-- Text segment --
It would be easy to dismiss the Federal Government decision to pour $300m into the promotion of low emissions timber as an election sweetener.
The program, launched through the Clean Energy Finance Corporation, will promote the use of low-carbon engineered wood materials in apartments and office buildings with the aim of driving down emissions in the construction industry.
And, yes it will also bolster the government’s environmental credentials ahead the federal election, as will the announcement to inject $1bn into the Great Barrier Reef and $50m into koala conservation.
But the program is much more than this.
The funding will finance eligible products across the country on a “case-by-case” basis, including in office, retail, industrial, healthcare, education, residential, seniors living, hotels and student accommodation.
The Clean Energy Finance Corporation will deploy the capital over three years in amounts ranging from $20 million to $75 million – targeting projects ranging in construction cost from $40 million to $200 million – to make low-carbon engineered wood products a building material of choice.
The timber industry at all levels must, and no doubt will, use this program to push its case for timber as the ultimate renewable as hard as it can.
The take-up of CLT in Australia has been relatively modest.
Forest and Wood Products Australia has been reported as saying that the local industry used only 12,000 cubic metres of CLT over the past 12 months – partly because of COVID-related lockdowns.
But those figures are tipped to rise as work picks up.
This new promotion opportunity is going to go a long way to pushing that even further.
For companies producing engineered wood in Australia, this must be the absolute fillip they have been waiting for.

-- Recorded data --
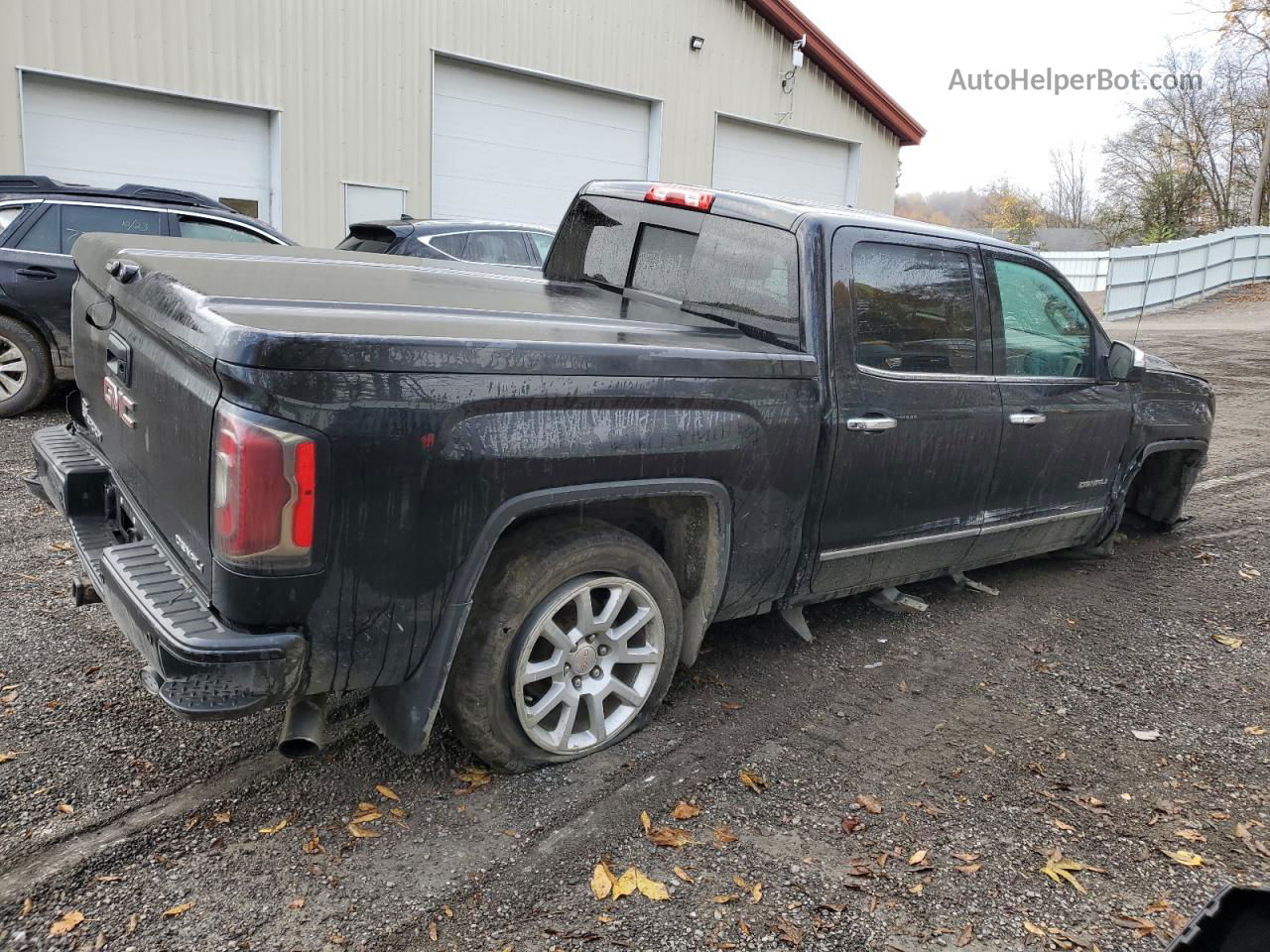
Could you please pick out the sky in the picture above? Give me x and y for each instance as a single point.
(911, 50)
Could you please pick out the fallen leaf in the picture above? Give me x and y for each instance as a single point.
(67, 923)
(685, 810)
(871, 805)
(601, 881)
(359, 832)
(651, 889)
(1060, 870)
(474, 777)
(724, 834)
(626, 883)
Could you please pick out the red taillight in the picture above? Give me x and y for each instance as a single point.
(263, 492)
(680, 195)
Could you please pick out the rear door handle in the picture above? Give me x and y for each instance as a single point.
(871, 424)
(1028, 417)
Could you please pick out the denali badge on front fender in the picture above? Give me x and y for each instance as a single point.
(118, 400)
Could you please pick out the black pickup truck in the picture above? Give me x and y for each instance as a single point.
(524, 499)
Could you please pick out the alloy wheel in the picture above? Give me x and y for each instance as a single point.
(13, 368)
(588, 662)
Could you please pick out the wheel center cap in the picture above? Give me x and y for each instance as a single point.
(583, 657)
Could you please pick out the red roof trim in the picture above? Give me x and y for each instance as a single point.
(793, 24)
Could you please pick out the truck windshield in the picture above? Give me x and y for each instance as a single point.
(734, 272)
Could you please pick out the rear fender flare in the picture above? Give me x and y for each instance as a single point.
(407, 711)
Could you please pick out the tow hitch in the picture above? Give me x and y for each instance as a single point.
(82, 592)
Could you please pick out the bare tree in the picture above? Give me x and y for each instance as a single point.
(1069, 195)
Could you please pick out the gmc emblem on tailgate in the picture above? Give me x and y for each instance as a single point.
(118, 400)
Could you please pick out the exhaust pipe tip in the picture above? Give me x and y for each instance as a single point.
(304, 731)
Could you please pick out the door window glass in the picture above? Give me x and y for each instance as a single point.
(216, 231)
(543, 243)
(913, 308)
(8, 214)
(1046, 333)
(81, 218)
(42, 236)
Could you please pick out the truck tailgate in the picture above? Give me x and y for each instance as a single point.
(145, 373)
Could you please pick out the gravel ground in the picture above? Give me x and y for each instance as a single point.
(915, 774)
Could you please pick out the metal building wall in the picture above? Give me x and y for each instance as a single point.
(352, 79)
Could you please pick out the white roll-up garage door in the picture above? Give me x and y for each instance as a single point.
(516, 148)
(765, 160)
(102, 135)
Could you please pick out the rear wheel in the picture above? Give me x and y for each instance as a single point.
(572, 644)
(26, 368)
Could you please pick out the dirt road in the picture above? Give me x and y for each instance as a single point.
(915, 774)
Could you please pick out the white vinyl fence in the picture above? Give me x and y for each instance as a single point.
(1148, 277)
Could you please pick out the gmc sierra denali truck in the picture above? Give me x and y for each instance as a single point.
(295, 474)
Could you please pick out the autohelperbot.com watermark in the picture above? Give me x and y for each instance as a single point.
(1058, 81)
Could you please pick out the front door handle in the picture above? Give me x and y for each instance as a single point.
(871, 424)
(1028, 417)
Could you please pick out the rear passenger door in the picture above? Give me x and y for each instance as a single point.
(916, 421)
(1065, 429)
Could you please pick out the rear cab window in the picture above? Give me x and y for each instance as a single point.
(724, 270)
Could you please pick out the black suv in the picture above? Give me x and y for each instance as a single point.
(477, 241)
(40, 221)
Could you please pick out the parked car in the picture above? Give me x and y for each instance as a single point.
(526, 499)
(40, 221)
(467, 240)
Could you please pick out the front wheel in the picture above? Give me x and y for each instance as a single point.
(572, 644)
(26, 368)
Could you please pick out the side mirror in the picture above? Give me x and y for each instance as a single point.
(1127, 363)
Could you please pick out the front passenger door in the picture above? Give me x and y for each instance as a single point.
(1065, 429)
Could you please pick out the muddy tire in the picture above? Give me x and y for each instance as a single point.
(572, 644)
(26, 368)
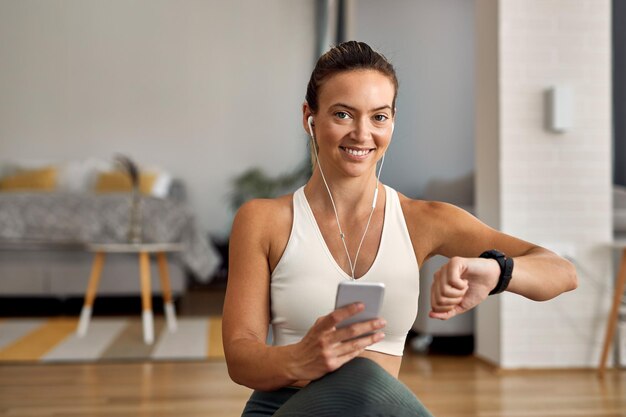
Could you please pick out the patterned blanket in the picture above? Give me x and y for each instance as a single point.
(77, 218)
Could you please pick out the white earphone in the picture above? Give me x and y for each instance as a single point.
(310, 122)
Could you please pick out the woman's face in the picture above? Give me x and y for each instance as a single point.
(354, 121)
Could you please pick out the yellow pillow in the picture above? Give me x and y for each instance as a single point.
(44, 179)
(118, 181)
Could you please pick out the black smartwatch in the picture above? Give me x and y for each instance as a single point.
(506, 269)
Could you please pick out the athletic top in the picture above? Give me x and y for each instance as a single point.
(304, 282)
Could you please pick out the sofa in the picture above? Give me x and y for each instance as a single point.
(50, 211)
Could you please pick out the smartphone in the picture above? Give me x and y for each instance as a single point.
(369, 293)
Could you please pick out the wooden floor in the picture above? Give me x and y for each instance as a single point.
(448, 386)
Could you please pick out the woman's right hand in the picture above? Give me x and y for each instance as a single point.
(325, 348)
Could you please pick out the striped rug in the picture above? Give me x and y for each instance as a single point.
(108, 339)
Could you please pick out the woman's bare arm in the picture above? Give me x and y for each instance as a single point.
(466, 280)
(246, 307)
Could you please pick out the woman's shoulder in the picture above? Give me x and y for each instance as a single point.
(265, 213)
(431, 213)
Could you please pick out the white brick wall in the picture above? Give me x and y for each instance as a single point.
(555, 189)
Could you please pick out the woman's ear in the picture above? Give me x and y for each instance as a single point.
(307, 119)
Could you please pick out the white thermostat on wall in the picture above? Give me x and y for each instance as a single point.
(560, 108)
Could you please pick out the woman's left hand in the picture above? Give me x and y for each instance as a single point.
(461, 284)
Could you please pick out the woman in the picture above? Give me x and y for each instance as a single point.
(288, 255)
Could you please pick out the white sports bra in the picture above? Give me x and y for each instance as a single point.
(304, 282)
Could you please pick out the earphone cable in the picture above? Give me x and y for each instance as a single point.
(341, 234)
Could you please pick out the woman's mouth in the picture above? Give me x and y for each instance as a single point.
(356, 152)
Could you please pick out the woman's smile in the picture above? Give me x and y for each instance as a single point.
(357, 154)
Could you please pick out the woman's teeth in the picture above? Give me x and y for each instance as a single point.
(357, 152)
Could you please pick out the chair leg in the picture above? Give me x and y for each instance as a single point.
(146, 298)
(90, 295)
(610, 328)
(168, 303)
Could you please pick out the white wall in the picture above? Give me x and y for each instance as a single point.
(204, 89)
(431, 44)
(554, 189)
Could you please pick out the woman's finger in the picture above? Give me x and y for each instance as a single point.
(358, 330)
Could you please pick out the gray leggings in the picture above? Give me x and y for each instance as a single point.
(359, 388)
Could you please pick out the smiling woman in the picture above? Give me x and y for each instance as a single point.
(288, 255)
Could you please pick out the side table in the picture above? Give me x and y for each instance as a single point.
(143, 250)
(620, 285)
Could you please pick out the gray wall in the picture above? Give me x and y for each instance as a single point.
(204, 89)
(431, 44)
(207, 89)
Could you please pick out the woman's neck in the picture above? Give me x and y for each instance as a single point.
(354, 193)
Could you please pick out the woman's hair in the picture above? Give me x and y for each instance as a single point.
(348, 56)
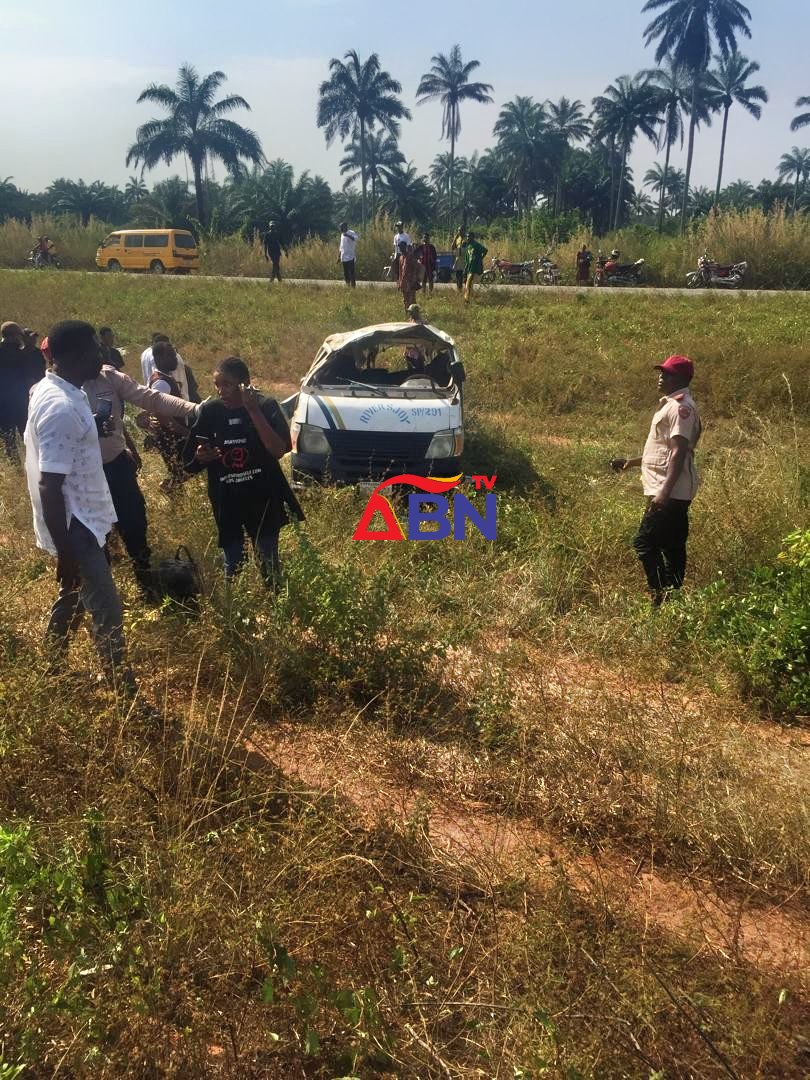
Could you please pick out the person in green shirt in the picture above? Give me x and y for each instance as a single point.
(474, 264)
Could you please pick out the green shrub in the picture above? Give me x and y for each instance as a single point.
(764, 629)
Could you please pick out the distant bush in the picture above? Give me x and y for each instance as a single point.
(775, 245)
(764, 628)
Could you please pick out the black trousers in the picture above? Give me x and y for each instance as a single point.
(660, 544)
(130, 509)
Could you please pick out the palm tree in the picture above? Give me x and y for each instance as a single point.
(629, 106)
(299, 207)
(804, 118)
(685, 29)
(796, 163)
(354, 99)
(448, 82)
(568, 122)
(728, 83)
(739, 196)
(521, 129)
(671, 84)
(440, 171)
(381, 153)
(196, 127)
(640, 204)
(84, 200)
(701, 202)
(135, 189)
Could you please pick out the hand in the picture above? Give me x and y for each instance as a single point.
(67, 571)
(251, 396)
(207, 454)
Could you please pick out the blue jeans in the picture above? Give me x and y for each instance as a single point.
(266, 547)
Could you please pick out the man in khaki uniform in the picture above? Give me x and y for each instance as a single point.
(669, 478)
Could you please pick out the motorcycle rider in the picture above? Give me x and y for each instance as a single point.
(401, 238)
(43, 250)
(612, 262)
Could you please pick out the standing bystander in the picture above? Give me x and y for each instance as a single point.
(474, 265)
(348, 254)
(273, 247)
(669, 478)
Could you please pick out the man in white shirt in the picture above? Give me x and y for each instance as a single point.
(669, 478)
(184, 374)
(402, 238)
(72, 508)
(121, 459)
(347, 254)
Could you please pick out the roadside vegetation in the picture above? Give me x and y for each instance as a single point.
(777, 246)
(437, 809)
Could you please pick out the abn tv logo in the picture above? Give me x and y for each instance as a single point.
(432, 508)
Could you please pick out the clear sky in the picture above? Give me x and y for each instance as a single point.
(71, 72)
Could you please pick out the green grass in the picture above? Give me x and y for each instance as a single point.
(165, 909)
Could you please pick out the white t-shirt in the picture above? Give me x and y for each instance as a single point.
(61, 436)
(147, 366)
(348, 245)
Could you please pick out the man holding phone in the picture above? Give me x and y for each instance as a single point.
(72, 509)
(239, 437)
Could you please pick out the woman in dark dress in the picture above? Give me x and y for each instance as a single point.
(239, 437)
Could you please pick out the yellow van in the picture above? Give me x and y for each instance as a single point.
(158, 251)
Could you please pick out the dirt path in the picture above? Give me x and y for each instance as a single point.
(350, 767)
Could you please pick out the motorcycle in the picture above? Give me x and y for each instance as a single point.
(548, 271)
(711, 274)
(624, 274)
(41, 261)
(508, 273)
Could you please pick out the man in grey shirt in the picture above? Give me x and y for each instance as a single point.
(107, 394)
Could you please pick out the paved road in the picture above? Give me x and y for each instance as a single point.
(564, 289)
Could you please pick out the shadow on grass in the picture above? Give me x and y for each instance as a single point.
(489, 451)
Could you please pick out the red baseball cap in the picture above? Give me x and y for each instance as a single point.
(677, 365)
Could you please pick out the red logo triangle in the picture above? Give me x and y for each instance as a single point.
(378, 504)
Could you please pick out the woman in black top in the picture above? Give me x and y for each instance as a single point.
(239, 437)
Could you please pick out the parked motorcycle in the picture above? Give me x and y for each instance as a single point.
(508, 273)
(615, 274)
(711, 274)
(548, 271)
(41, 261)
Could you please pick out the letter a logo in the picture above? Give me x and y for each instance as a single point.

-- Goal of the exercise --
List every dollar amount in the timber funding article in the order it appears.

-- Result for this task --
$300m, $1bn, $50m, $20 million, $75 million, $40 million, $200 million